* **Set problem**
Reproduce verbatim the lines from the one containing "Given this scan, where would you say the person in red" through the one containing "[385,13,430,67]", inclusive.

--------------------------------

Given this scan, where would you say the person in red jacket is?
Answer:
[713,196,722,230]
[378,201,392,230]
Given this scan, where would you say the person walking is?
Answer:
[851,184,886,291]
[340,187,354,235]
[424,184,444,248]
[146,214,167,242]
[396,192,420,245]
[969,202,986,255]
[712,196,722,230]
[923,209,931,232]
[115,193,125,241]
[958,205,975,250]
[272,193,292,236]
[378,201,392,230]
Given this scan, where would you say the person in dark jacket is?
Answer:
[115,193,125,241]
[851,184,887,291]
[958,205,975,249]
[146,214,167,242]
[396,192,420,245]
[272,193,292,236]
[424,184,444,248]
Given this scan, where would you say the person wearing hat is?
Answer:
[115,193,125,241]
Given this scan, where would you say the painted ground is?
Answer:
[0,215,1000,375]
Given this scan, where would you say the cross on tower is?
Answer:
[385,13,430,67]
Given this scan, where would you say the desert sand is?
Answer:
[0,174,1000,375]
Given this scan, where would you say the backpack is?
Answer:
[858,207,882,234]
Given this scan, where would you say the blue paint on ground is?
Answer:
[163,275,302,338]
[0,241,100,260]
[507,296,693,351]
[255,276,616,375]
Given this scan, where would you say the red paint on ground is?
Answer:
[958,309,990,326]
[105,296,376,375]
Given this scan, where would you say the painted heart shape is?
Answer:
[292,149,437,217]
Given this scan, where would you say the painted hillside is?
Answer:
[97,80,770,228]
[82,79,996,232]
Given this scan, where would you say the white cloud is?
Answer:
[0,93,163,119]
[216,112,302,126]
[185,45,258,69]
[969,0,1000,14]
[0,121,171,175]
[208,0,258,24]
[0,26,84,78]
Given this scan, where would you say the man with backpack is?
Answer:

--------------------------------

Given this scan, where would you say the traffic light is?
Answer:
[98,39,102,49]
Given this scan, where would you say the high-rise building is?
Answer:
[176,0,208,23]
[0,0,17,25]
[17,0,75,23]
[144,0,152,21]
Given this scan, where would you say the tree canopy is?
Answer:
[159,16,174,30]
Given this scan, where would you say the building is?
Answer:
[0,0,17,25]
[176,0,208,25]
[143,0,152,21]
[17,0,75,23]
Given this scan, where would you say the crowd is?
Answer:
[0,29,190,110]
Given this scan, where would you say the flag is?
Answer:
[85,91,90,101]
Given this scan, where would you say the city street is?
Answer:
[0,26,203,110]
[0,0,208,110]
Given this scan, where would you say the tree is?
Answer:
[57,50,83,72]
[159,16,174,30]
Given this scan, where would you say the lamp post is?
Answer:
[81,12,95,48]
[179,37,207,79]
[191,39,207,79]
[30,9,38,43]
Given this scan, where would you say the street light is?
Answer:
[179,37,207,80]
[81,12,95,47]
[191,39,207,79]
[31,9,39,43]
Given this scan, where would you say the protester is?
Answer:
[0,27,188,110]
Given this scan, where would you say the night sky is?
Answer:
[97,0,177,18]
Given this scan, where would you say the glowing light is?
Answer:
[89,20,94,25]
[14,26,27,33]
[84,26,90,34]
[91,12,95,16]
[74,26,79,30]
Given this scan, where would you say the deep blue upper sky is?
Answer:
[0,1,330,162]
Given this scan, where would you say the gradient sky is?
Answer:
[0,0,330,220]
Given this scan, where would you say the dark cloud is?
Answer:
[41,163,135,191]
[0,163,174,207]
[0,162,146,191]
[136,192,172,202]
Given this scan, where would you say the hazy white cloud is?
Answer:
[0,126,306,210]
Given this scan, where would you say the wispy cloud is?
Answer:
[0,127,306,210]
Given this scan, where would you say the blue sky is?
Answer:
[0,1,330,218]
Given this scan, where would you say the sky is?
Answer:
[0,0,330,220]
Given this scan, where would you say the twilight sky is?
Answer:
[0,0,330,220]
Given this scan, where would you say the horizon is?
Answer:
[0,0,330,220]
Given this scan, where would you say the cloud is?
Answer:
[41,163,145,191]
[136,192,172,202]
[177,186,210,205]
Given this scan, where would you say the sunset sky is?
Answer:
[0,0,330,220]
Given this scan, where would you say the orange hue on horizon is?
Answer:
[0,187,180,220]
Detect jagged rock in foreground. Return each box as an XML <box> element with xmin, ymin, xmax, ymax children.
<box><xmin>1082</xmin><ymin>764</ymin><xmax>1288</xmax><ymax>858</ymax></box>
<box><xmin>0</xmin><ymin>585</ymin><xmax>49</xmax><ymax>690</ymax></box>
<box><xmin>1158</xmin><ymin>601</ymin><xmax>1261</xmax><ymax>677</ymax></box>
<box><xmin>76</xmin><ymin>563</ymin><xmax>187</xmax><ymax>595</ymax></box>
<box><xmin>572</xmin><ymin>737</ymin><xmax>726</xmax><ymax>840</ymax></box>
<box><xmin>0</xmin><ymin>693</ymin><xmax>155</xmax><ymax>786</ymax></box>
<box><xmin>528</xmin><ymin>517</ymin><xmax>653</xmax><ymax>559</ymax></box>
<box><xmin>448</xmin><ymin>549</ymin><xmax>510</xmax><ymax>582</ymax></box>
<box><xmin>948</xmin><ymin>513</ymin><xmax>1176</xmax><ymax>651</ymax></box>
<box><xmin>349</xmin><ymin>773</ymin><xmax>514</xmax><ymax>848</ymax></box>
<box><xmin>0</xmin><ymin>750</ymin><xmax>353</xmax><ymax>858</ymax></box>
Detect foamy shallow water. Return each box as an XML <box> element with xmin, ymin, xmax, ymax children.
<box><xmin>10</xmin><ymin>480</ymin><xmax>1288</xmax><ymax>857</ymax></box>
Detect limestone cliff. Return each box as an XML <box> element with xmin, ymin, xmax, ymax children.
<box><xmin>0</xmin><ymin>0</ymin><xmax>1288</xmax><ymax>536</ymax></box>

--------------------------------

* **Final result**
Given this scan, where would you say the person in red jacket is?
Answer:
[713,196,722,230]
[378,201,392,230]
Given this scan, where would you say the person walking is?
Answer:
[851,184,886,291]
[340,187,354,235]
[424,184,444,248]
[146,214,167,242]
[396,192,420,245]
[969,202,986,255]
[712,196,722,230]
[923,209,931,232]
[115,193,125,241]
[958,205,975,250]
[272,193,292,236]
[378,201,392,230]
Given this scan, where would you say the person in dark jacket is?
Answer:
[115,193,125,241]
[851,184,887,291]
[958,205,975,249]
[146,214,167,242]
[396,192,420,245]
[272,193,292,236]
[424,184,444,248]
Given this scan, where would you say the person wearing hat is?
Answer:
[115,193,125,241]
Given this scan, where would you say the painted ground is?
Answer:
[0,215,1000,375]
Given this scan, where would you say the cross on tower is?
Answer:
[385,13,430,67]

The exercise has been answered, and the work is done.